═══ 課題文

バプテスマのヨハネはキリスト教の伝統では「指し示す指」と別名呼ばれているそうです。今風に言えば「親指トム」ならぬ「人差し指ヨハネ」となるでしょう。彼の存在自体が人差し指だったのです。バプテスマのヨハネはイエス・キリストを指し示すために生き通し、そしてそのために文字通りいのちをかけた神の器でした。
人類がクリスマスを迎える最後の仕上げに用いられた神の器、バプテスマのヨハネの人生を私なりの表現で言いますなら、「矢印人生」と言えるかと思います。「矢印人生」です。彼の存在は矢印でした。矢印の使命は自分を見てもらう事ではありません。自分を見てもらい、それを通して矢印の先を見てもらう事です。そして、矢印の先に進んでいただく事です。
登山者が山で決してしてはならない悪戯(いたずら)があります。その一つは、山道の矢印の向きを変える事です。「こちらがふもと」という矢印を反対に向けたらどうなるでしょう。それは、登山者の生死に関わることです。
私たちは皆人差し指です。クリスチャンの人生は矢印人生です。なぜ、私たちは救われてすぐ天国へ行かないのでしょうか。それは、この世に留まって一人の方を指し示す使命があるからです。私たちが矢印なら、私たちがどう歩むかは、周りの人々にとって永遠に関わります。
私たちが矢印として、どちらを指しているかで、私たちを見ている人々は永遠の命に向かう事もあれば、永遠の滅びに向かうこともあるでしょう。未信者の方々は時に、クリスチャンたちの生き様を見て神様に心向けるか、神様に背を向けるか決めるのです。そうです。時に私たちのあり方が、人の永遠を二分するのです。
そのように聞くと私たちの多くは自信を失います。自分はそんな立派なクリスチャンじゃない、そんな重い責任負いきれない、期待が大きすぎると思います。しかし、皆さん、主にあって自信を持って下さい。矢印は方向が命、です。形や材質は二の次なのです。正しい方向さえ、指し示していれば、十分、その役割を果たすことができるのです。

══════

**設問**
課題文の「人類がクリスマスを迎える最後」から「を果たすことができるのです。」まで（両端を含む）を書き出し、「矢印」をすべて「道しるべ」に入れ替える。

═══ データ抜粋

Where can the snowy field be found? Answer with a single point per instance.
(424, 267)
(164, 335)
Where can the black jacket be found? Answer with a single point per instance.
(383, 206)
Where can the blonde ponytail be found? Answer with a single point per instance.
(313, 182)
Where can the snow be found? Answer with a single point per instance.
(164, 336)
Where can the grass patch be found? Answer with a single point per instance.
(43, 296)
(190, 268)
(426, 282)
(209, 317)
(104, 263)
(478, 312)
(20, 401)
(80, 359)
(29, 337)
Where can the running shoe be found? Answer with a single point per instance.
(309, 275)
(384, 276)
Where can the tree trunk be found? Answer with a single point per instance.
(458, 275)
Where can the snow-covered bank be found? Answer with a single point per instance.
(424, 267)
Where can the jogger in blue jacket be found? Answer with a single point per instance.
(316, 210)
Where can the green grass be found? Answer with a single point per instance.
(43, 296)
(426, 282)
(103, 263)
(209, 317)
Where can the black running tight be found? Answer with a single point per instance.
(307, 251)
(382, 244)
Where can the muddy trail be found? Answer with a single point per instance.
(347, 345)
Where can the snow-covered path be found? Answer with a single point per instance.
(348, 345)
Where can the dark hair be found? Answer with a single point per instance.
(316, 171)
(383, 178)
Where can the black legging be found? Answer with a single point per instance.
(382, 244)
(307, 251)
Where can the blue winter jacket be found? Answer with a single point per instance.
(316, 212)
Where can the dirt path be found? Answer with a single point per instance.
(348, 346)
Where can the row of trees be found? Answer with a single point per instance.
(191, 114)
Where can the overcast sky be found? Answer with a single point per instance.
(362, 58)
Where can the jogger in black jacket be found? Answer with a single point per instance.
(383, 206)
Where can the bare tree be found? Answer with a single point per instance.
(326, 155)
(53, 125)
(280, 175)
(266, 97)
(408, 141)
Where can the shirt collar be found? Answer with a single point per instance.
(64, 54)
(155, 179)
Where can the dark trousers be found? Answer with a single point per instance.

══════

**解答**
人類がクリスマスを迎える最後の仕上げに用いられた神の器、バプテスマのヨハネの人生を私なりの表現で言いますなら、「道しるべ人生」と言えるかと思います。「道しるべ人生」です。彼の存在は道しるべでした。道しるべの使命は自分を見てもらう事ではありません。自分を見てもらい、それを通して道しるべの先を見てもらう事です。そして、道しるべの先に進んでいただく事です。
登山者が山で決してしてはならない悪戯(いたずら)があります。その一つは、山道の道しるべの向きを変える事です。「こちらがふもと」という道しるべを反対に向けたらどうなるでしょう。それは、登山者の生死に関わることです。
私たちは皆人差し指です。クリスチャンの人生は道しるべ人生です。なぜ、私たちは救われてすぐ天国へ行かないのでしょうか。それは、この世に留まって一人の方を指し示す使命があるからです。私たちが道しるべなら、私たちがどう歩むかは、周りの人々にとって永遠に関わります。
私たちが道しるべとして、どちらを指しているかで、私たちを見ている人々は永遠の命に向かう事もあれば、永遠の滅びに向かうこともあるでしょう。未信者の方々は時に、クリスチャンたちの生き様を見て神様に心向けるか、神様に背を向けるか決めるのです。そうです。時に私たちのあり方が、人の永遠を二分するのです。
そのように聞くと私たちの多くは自信を失います。自分はそんな立派なクリスチャンじゃない、そんな重い責任負いきれない、期待が大きすぎると思います。しかし、皆さん、主にあって自信を持って下さい。道しるべは方向が命、です。形や材質は二の次なのです。正しい方向さえ、指し示していれば、十分、その役割を果たすことができるのです。